*About this task*. Transcribe exactly the line in which "the red dish" occurs, plus every line that comes after it up to the end of the entries.

Saved data entries:

═══

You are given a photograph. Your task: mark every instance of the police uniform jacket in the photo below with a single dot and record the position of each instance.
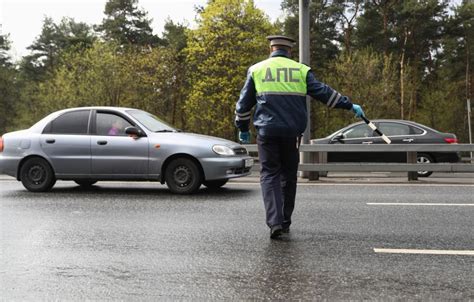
(277, 87)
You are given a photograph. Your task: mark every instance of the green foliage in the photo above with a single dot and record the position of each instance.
(323, 29)
(126, 24)
(4, 48)
(230, 37)
(54, 39)
(106, 75)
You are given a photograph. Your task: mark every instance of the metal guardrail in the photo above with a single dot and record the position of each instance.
(319, 158)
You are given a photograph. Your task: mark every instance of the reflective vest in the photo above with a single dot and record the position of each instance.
(280, 75)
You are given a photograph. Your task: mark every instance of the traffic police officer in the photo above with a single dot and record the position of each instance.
(277, 87)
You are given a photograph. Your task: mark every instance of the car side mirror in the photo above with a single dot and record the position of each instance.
(339, 138)
(133, 131)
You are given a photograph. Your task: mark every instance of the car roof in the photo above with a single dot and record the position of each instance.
(97, 108)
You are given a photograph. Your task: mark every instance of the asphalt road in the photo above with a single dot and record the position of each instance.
(133, 241)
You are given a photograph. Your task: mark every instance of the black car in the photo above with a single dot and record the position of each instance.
(399, 132)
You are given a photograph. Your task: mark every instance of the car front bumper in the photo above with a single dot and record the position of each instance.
(226, 167)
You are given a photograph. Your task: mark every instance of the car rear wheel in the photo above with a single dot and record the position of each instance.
(423, 158)
(215, 184)
(85, 183)
(183, 176)
(37, 175)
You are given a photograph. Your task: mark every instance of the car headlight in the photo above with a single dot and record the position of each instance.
(223, 150)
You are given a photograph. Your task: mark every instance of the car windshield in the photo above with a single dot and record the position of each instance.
(151, 122)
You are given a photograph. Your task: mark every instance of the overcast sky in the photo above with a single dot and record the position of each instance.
(22, 19)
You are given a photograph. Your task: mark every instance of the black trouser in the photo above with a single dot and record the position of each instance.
(279, 160)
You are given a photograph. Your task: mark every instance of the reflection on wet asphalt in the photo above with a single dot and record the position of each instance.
(141, 242)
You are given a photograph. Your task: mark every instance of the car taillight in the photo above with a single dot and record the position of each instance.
(451, 140)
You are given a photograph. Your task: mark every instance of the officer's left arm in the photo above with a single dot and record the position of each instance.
(245, 104)
(326, 94)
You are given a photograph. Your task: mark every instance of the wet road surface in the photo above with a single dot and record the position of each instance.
(138, 241)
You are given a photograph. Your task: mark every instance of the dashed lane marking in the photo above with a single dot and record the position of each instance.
(420, 204)
(424, 252)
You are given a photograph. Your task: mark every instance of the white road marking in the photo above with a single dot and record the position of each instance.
(420, 204)
(424, 252)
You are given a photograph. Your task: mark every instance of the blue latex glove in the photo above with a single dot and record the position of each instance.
(244, 137)
(357, 110)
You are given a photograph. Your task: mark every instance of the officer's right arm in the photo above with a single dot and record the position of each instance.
(245, 104)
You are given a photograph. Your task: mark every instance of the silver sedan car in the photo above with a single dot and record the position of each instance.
(90, 144)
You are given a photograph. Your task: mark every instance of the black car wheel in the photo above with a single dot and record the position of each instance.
(37, 175)
(215, 184)
(85, 183)
(183, 176)
(423, 158)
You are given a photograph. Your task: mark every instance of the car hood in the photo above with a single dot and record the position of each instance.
(193, 139)
(320, 141)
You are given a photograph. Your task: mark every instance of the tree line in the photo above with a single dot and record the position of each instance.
(407, 59)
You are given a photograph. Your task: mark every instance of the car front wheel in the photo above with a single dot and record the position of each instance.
(424, 159)
(183, 176)
(37, 175)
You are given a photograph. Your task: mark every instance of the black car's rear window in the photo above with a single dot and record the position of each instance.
(76, 122)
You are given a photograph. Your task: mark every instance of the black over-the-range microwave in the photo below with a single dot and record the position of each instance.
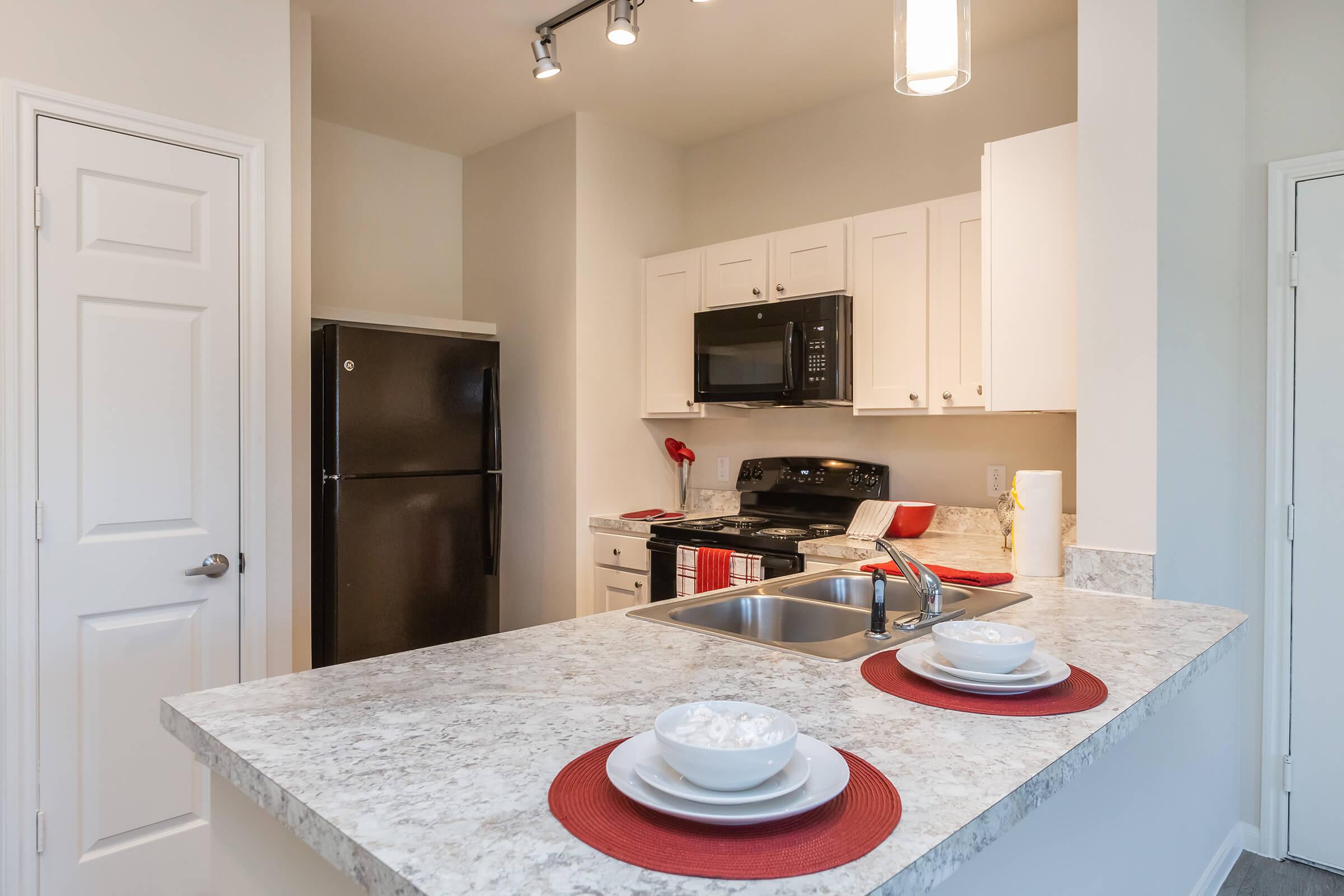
(787, 354)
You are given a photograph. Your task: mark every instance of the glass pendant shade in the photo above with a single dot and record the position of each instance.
(932, 42)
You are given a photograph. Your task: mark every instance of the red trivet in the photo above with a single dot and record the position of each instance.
(848, 827)
(1080, 691)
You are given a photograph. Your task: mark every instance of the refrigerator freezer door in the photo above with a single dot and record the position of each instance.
(408, 402)
(408, 564)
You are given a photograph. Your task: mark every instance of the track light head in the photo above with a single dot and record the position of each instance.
(543, 50)
(623, 22)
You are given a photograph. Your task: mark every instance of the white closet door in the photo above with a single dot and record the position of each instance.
(892, 309)
(1316, 729)
(138, 459)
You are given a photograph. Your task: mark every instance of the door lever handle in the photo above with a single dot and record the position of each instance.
(213, 567)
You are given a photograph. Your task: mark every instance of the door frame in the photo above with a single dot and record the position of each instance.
(1278, 487)
(21, 105)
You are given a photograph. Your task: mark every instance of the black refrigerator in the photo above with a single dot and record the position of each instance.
(407, 491)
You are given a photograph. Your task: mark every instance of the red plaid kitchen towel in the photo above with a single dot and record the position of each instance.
(710, 568)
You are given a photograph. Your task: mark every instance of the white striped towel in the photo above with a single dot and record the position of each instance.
(872, 520)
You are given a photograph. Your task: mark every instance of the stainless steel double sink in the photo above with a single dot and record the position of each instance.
(822, 615)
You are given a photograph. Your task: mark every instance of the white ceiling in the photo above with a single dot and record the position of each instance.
(458, 74)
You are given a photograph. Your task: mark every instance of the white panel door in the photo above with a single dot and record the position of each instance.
(671, 300)
(811, 261)
(138, 465)
(737, 273)
(1316, 729)
(892, 309)
(955, 318)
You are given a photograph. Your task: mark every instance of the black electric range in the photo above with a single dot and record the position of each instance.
(784, 500)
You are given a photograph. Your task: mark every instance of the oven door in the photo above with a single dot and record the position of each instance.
(663, 564)
(746, 362)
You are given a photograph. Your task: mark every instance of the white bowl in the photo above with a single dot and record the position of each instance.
(976, 656)
(725, 767)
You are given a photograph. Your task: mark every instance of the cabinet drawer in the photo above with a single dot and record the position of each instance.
(619, 590)
(624, 551)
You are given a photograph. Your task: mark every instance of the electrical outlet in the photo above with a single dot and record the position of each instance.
(998, 480)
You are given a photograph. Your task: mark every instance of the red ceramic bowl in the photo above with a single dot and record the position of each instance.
(912, 519)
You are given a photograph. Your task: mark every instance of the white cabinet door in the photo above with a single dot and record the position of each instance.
(811, 261)
(955, 316)
(737, 273)
(619, 590)
(890, 309)
(139, 474)
(671, 300)
(1032, 272)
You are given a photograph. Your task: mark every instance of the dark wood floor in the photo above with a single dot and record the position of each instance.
(1258, 876)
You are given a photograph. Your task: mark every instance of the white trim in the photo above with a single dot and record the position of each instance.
(1278, 488)
(22, 104)
(408, 321)
(1221, 866)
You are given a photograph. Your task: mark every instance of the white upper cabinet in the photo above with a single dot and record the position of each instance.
(890, 309)
(671, 298)
(737, 273)
(1030, 231)
(810, 261)
(956, 348)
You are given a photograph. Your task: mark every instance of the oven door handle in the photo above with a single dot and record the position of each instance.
(791, 381)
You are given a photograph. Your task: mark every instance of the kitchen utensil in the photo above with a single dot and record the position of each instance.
(828, 777)
(913, 659)
(655, 772)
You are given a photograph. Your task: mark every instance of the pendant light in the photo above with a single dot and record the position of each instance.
(932, 41)
(623, 25)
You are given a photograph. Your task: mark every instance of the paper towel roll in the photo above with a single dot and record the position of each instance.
(1037, 543)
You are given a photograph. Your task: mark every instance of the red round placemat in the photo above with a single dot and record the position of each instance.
(1080, 691)
(848, 827)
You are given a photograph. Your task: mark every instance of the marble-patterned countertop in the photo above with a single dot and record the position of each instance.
(427, 773)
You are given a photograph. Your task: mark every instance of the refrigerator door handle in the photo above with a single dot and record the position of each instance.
(494, 461)
(494, 523)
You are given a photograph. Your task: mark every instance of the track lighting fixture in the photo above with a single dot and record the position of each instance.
(543, 50)
(622, 26)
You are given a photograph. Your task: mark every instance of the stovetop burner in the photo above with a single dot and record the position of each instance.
(783, 533)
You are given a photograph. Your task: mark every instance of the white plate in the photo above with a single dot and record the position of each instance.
(1034, 667)
(913, 659)
(828, 776)
(656, 773)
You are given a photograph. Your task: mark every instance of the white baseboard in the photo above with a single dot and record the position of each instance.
(1242, 836)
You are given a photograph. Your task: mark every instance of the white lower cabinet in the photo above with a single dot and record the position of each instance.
(619, 589)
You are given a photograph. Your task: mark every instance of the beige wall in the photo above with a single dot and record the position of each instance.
(388, 225)
(519, 206)
(864, 153)
(210, 62)
(301, 228)
(629, 198)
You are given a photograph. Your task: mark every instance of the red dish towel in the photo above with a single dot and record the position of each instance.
(952, 577)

═══

*Expected answer*.
You are given a photograph. Your task: mark every instance of the red dish towel in the photo above with a single dot and record the position of each instance.
(952, 577)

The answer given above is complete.